▶ [PAGE]:

And you know what? Good for the player. He probably got more money, or a better situation, or both.

This is the system, and if it has swung too far away from the university’s control, well then it had to, as so often happens when structures need to change, and college football needed to change. Not the game, not the competition on the field — that's never been better — but the way schools and coaches made money and players did not.

Now, has it led to a feeling of chaos? Has it made it harder to build teams? To develop cohesion and continuity?

Of course. But that’s just because it’s new, and no one is used to it. Except for the pros, where coaches and team builders routinely replace 30-40% of their rosters every year.

Dan Campbell has built a pretty good culture with the Detroit Lions, don’t you think? It’s a good bet culture won’t tank when the front office lets good players walk, as it will certainly have to do the next few seasons.

College coaches and athletic departments are just going to have to adapt. And they will. And they already have — to a degree.

Either that or leave, as Nick Saban recently did, and then question the pay-for-play aspect of the enterprise on the way out, as if it hadn’t been that way for decades.

▶ [SOURCE EXCERPT]:
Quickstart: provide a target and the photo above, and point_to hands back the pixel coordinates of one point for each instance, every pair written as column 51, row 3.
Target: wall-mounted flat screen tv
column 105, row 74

▶ [WHAT YOU NEED TO DO]:
A. In the college football passage, what share of their rosters do pro coaches and team builders routinely replace each year?
B. Reproduce the college football passage from "Dan Campbell has" up to and including "to a degree.".

▶ [PER-TASK OUTPUTS]:
A. 30-40% of their rosters every year.

B.
Dan Campbell has built a pretty good culture with the Detroit Lions, don’t you think? It’s a good bet culture won’t tank when the front office lets good players walk, as it will certainly have to do the next few seasons.

College coaches and athletic departments are just going to have to adapt. And they will. And they already have — to a degree.